[Rows from a pointing dataset]

>> Begin

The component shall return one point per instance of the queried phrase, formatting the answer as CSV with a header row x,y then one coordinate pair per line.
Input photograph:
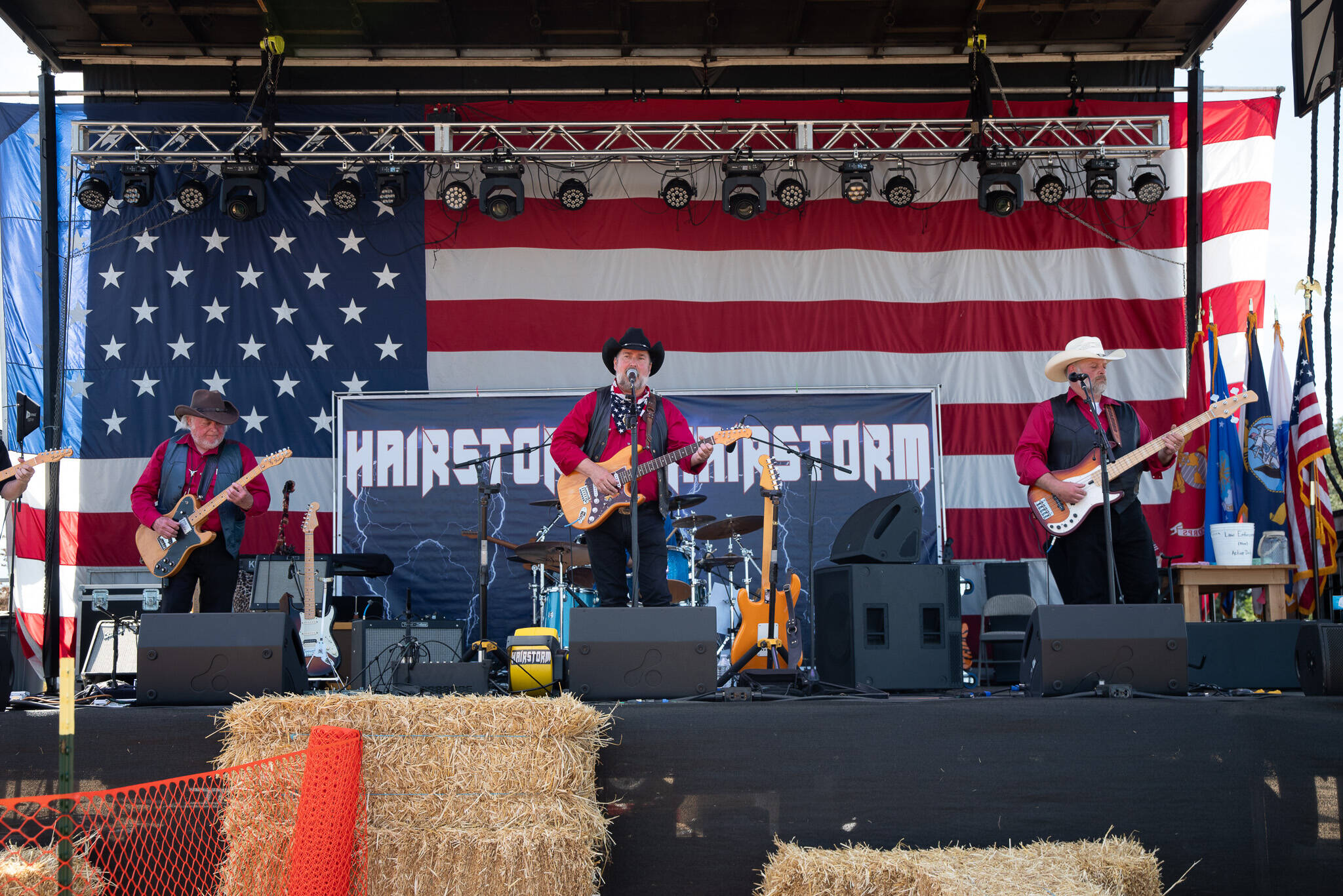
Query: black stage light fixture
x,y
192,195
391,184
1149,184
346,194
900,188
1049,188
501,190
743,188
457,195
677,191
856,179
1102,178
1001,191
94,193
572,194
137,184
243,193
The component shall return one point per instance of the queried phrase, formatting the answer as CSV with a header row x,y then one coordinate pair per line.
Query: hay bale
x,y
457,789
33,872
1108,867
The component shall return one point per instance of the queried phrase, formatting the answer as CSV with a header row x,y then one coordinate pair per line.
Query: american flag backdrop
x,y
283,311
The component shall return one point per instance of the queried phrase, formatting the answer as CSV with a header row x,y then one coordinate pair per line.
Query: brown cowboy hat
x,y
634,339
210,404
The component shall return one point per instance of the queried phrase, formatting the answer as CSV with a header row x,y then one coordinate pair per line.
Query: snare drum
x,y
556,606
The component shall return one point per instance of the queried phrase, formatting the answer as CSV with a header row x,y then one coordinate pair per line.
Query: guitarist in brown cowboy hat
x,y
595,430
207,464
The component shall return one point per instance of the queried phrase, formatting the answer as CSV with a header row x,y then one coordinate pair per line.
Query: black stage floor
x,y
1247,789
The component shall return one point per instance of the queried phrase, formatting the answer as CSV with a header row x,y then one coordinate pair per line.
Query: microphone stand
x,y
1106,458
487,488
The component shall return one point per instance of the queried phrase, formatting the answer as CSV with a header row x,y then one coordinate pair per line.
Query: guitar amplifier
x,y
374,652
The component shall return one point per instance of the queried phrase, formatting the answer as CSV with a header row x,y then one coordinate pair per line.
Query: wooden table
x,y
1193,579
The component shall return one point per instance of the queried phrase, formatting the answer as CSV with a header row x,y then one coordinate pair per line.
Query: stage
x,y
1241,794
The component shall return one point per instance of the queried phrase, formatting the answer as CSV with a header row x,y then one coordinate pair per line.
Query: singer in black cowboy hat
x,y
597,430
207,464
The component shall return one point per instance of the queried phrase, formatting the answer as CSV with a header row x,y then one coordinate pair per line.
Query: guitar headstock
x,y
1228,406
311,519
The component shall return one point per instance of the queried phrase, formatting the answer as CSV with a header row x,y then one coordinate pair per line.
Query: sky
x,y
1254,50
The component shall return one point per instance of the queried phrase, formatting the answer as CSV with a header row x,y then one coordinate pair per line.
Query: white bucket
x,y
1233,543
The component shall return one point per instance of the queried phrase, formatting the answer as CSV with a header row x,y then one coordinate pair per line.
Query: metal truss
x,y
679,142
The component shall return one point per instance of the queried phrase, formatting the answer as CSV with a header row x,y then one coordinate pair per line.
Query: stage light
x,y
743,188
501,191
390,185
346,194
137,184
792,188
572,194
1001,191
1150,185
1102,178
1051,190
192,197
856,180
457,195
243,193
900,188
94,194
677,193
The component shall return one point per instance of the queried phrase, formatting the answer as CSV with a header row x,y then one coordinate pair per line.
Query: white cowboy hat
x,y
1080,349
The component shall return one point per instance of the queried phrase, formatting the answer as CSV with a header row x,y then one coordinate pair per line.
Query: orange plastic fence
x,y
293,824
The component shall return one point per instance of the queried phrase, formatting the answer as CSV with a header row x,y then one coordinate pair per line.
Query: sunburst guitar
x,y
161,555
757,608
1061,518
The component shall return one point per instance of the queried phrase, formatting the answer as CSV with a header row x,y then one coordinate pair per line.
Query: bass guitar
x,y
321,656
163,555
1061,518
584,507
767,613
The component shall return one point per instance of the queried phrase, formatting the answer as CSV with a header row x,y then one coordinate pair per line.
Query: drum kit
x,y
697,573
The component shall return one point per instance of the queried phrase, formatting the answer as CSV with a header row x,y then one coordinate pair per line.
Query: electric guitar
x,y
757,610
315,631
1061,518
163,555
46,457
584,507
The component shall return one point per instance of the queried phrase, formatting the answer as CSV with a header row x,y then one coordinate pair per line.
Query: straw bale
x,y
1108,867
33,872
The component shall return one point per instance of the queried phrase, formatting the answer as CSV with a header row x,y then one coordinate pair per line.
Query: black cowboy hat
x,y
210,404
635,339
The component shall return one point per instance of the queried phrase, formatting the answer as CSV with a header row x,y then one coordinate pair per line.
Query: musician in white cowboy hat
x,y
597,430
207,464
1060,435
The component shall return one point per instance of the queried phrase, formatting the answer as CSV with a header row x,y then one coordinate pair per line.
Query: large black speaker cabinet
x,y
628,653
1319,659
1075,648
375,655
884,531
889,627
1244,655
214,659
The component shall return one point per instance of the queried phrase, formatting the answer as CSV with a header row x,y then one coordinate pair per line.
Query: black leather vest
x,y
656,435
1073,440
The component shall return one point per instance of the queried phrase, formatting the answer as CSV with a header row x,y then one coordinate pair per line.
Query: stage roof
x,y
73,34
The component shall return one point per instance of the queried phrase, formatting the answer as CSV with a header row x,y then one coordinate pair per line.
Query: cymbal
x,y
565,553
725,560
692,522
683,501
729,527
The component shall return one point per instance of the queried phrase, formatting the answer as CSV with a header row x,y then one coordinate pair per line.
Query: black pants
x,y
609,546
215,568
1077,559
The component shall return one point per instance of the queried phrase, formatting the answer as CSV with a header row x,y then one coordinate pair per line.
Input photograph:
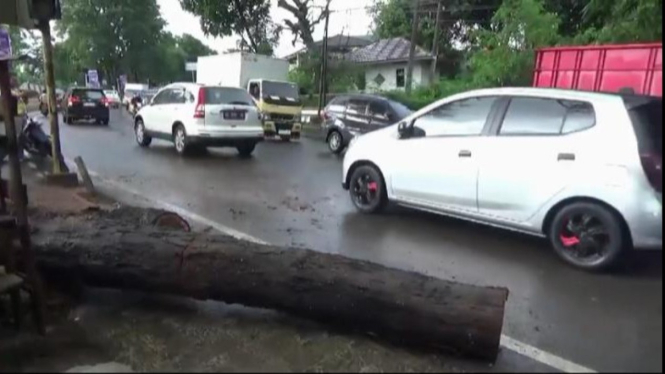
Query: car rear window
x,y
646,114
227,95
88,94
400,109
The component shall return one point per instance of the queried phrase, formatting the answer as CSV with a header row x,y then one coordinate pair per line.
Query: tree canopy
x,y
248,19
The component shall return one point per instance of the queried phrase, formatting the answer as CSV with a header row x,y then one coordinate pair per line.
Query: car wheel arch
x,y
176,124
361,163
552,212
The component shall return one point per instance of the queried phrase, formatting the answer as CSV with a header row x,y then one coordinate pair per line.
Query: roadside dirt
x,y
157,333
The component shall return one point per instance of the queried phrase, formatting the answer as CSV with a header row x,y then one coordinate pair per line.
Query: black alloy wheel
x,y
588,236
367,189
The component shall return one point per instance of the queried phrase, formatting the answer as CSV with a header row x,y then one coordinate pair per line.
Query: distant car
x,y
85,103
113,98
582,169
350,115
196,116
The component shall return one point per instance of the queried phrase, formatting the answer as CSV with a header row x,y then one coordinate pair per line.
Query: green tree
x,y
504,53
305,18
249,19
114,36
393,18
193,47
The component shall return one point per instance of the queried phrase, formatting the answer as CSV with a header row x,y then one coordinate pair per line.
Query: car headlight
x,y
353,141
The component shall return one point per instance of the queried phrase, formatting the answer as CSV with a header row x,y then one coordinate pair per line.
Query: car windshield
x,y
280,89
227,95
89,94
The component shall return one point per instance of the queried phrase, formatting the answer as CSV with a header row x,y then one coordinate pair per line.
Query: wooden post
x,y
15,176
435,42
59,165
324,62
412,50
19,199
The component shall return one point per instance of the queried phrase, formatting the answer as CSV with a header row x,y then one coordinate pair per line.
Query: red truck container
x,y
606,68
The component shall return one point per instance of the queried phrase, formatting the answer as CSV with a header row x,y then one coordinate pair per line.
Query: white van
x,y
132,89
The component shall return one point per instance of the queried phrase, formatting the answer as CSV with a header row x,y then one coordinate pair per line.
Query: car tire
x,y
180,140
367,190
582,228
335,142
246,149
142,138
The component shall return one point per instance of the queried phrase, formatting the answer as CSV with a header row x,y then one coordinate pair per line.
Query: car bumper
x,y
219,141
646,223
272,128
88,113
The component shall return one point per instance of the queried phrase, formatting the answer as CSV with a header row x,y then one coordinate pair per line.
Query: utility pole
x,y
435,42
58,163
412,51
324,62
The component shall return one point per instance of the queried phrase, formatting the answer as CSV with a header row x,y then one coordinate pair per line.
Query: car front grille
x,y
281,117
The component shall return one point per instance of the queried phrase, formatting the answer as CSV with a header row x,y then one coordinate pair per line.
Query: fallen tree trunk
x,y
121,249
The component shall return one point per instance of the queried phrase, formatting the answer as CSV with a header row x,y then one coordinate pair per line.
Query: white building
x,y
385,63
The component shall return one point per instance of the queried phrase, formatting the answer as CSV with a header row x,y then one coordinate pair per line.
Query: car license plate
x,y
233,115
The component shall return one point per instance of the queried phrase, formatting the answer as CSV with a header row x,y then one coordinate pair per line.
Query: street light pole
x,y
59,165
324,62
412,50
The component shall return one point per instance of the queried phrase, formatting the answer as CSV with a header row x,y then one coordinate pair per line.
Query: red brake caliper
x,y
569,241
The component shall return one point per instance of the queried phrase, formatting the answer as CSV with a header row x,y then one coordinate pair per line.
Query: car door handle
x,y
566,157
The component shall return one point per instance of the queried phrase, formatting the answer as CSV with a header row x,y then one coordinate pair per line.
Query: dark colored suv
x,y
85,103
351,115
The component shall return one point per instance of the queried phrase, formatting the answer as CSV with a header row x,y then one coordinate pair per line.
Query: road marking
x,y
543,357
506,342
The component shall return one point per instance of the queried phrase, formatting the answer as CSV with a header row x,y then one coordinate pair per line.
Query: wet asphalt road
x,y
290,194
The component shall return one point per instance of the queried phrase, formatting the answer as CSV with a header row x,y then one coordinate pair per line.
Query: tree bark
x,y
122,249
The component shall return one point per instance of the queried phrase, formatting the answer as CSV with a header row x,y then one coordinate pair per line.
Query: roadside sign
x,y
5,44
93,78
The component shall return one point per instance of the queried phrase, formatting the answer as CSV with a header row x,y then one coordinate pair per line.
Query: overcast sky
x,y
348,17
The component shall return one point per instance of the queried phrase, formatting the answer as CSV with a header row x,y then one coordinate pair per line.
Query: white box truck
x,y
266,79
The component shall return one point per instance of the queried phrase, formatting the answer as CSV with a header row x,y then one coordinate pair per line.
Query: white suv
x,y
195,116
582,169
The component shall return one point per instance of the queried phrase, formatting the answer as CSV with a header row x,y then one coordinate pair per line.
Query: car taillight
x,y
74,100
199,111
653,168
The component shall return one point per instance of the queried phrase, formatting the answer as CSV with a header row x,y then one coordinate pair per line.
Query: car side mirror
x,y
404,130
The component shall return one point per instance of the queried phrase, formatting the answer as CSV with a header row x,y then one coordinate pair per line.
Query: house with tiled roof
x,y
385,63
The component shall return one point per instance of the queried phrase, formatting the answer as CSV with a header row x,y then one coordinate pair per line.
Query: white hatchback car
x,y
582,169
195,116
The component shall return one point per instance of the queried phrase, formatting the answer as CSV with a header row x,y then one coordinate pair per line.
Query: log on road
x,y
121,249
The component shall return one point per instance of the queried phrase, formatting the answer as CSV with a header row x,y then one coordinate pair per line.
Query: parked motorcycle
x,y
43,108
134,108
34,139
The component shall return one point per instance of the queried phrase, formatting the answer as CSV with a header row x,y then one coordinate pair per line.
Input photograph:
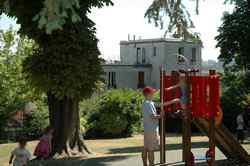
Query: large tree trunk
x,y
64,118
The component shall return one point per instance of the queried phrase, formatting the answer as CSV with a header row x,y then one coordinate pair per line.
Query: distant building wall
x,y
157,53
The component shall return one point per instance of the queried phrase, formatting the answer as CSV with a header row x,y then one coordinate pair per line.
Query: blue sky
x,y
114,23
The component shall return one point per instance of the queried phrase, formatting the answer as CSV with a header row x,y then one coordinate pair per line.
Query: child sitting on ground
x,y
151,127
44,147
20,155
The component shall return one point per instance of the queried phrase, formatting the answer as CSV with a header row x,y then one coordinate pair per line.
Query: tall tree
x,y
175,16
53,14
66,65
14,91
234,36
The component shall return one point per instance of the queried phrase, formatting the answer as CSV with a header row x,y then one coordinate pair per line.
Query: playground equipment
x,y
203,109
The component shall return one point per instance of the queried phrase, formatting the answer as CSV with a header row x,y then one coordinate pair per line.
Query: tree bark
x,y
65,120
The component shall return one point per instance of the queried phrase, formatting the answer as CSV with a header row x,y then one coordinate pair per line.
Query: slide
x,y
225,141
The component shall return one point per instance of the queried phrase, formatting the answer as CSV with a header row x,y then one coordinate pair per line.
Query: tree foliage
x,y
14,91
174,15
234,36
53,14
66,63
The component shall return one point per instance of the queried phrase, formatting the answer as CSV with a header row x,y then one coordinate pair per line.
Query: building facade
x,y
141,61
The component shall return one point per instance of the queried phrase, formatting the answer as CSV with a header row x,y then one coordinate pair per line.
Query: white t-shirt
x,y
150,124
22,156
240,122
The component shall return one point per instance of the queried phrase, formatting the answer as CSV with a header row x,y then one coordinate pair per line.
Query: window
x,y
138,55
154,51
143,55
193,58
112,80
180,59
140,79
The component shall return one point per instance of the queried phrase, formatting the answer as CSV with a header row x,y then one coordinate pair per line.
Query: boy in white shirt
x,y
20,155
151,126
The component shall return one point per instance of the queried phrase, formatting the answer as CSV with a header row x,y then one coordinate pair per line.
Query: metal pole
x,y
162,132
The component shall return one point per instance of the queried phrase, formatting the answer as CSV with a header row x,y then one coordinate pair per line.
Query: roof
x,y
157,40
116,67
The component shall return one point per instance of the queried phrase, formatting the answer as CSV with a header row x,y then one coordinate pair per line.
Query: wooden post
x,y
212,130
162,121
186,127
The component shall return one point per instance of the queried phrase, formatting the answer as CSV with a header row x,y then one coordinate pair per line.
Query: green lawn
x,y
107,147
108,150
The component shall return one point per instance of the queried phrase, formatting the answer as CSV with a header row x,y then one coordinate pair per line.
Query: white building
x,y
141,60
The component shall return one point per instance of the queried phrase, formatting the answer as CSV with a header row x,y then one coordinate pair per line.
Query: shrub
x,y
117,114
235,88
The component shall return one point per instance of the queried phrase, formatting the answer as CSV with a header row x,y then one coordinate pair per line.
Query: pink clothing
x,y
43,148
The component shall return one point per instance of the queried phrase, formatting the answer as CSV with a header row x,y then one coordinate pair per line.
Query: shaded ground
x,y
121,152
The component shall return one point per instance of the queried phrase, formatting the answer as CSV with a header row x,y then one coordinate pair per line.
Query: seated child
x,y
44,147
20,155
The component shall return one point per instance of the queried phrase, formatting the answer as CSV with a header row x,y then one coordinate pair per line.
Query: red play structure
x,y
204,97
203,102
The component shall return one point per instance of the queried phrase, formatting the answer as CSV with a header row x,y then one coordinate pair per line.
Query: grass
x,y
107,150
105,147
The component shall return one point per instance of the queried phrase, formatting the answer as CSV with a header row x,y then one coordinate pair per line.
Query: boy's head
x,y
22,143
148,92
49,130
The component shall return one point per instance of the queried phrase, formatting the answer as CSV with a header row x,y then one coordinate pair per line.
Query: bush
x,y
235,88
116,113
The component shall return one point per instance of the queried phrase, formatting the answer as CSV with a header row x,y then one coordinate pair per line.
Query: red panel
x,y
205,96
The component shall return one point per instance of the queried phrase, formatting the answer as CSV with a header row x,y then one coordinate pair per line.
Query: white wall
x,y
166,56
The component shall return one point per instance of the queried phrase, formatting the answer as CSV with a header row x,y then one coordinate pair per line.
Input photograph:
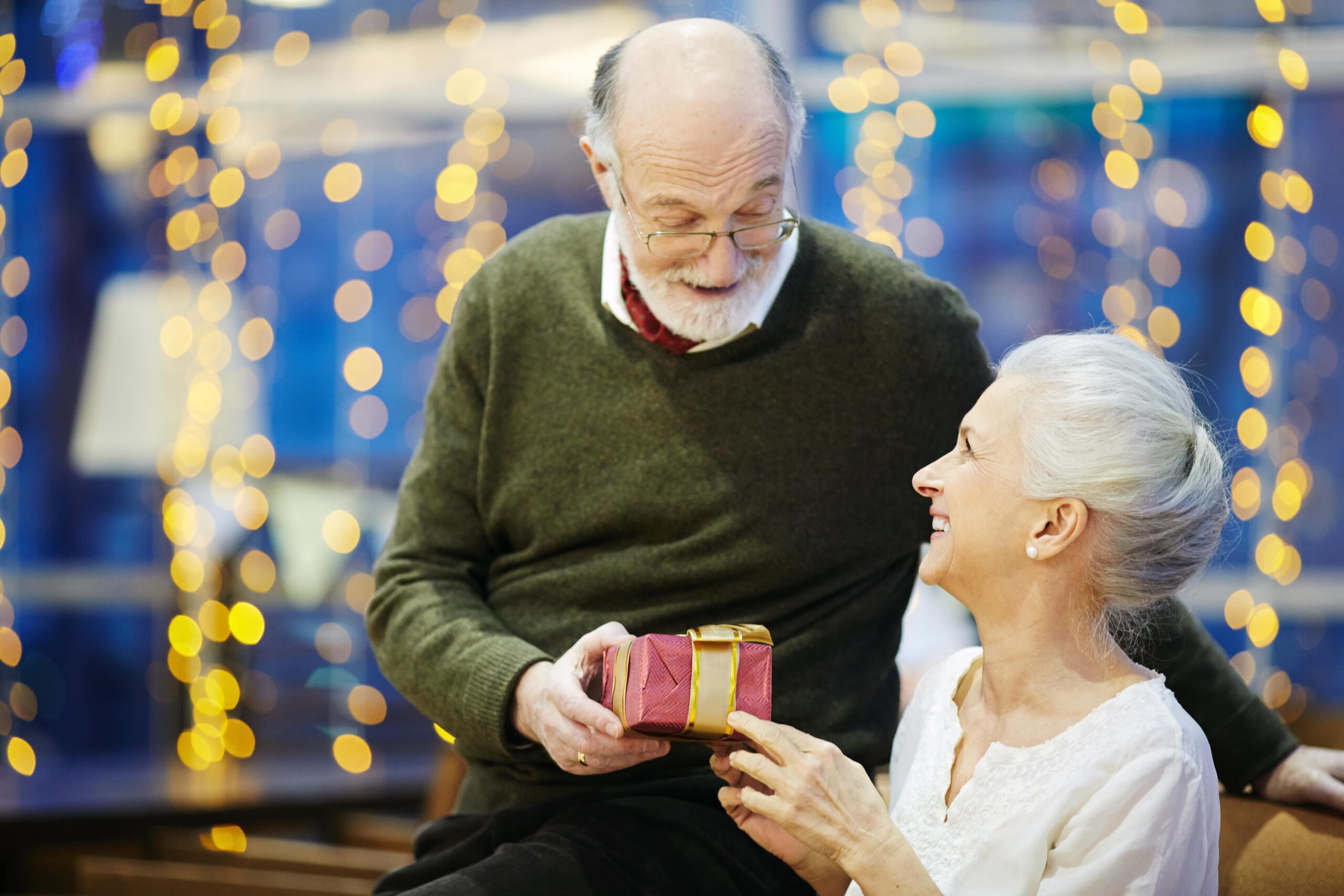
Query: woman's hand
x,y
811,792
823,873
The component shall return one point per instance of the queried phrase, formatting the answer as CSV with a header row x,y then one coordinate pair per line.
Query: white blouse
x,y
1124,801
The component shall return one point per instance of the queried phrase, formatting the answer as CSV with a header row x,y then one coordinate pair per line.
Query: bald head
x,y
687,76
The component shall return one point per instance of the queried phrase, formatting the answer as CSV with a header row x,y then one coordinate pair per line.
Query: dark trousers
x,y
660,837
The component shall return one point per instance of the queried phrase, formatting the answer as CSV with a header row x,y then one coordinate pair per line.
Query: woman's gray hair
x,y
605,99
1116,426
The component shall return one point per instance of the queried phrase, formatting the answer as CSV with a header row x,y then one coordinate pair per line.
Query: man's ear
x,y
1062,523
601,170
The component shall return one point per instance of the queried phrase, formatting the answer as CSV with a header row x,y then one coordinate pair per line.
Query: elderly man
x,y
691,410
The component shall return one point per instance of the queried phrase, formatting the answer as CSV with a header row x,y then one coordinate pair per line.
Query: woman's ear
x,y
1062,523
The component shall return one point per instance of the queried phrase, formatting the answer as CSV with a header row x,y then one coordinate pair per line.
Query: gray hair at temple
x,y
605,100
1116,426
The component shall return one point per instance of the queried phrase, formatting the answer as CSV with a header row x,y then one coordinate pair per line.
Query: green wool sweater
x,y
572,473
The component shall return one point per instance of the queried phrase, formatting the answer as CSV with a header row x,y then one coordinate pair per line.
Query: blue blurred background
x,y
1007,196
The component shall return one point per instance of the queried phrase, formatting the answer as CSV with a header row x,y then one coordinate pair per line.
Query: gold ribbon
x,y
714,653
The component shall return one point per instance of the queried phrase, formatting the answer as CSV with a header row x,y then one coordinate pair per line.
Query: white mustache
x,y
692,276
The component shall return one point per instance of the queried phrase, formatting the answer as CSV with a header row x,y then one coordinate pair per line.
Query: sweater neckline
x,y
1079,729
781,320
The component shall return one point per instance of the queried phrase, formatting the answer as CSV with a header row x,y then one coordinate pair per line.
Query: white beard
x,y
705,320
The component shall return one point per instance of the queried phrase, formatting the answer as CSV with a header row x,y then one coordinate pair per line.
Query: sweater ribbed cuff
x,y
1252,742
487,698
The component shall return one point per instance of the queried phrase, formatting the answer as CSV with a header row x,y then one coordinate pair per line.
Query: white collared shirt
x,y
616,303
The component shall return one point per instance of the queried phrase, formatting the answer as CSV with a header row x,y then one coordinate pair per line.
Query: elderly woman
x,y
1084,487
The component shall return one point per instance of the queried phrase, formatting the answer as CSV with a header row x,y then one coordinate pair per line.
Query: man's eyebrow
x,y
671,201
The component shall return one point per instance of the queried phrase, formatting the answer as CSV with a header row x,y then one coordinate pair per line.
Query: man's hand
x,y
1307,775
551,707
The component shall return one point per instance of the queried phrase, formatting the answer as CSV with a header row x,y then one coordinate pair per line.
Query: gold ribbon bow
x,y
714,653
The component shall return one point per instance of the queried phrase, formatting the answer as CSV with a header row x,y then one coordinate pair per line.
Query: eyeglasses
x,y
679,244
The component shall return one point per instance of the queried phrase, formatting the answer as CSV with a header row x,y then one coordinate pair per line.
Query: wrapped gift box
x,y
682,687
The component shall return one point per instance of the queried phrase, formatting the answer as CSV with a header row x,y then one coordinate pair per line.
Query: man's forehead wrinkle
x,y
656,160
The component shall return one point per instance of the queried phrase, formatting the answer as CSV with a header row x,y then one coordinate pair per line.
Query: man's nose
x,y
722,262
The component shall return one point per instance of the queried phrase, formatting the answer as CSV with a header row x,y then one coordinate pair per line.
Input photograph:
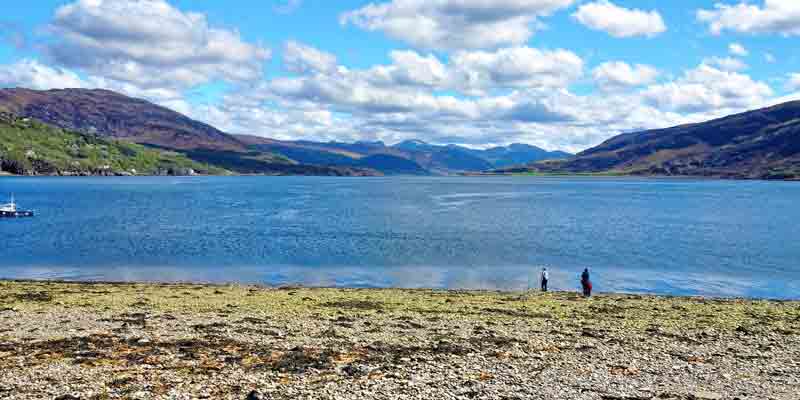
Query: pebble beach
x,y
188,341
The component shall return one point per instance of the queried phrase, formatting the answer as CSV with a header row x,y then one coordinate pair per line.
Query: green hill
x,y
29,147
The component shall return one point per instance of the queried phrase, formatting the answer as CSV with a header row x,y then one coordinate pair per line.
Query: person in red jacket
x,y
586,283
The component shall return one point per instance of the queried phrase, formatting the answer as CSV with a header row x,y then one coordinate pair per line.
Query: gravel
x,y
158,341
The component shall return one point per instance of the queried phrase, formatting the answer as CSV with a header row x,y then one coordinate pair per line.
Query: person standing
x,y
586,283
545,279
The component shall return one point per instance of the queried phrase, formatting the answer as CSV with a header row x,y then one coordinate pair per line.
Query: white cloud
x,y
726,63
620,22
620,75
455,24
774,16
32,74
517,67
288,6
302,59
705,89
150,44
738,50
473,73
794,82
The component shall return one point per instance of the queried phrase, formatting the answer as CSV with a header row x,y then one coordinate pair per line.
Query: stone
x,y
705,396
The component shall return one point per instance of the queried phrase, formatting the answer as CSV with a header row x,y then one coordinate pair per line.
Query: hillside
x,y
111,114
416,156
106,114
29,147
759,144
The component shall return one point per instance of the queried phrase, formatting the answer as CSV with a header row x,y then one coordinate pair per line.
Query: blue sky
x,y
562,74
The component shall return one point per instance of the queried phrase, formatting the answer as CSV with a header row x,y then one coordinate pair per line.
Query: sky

>> End

## Instruction
Extract every line of the records that contains the string "brown", copying each line in full.

## Output
Query: brown cowboy hat
Query: guitarist in brown cowboy hat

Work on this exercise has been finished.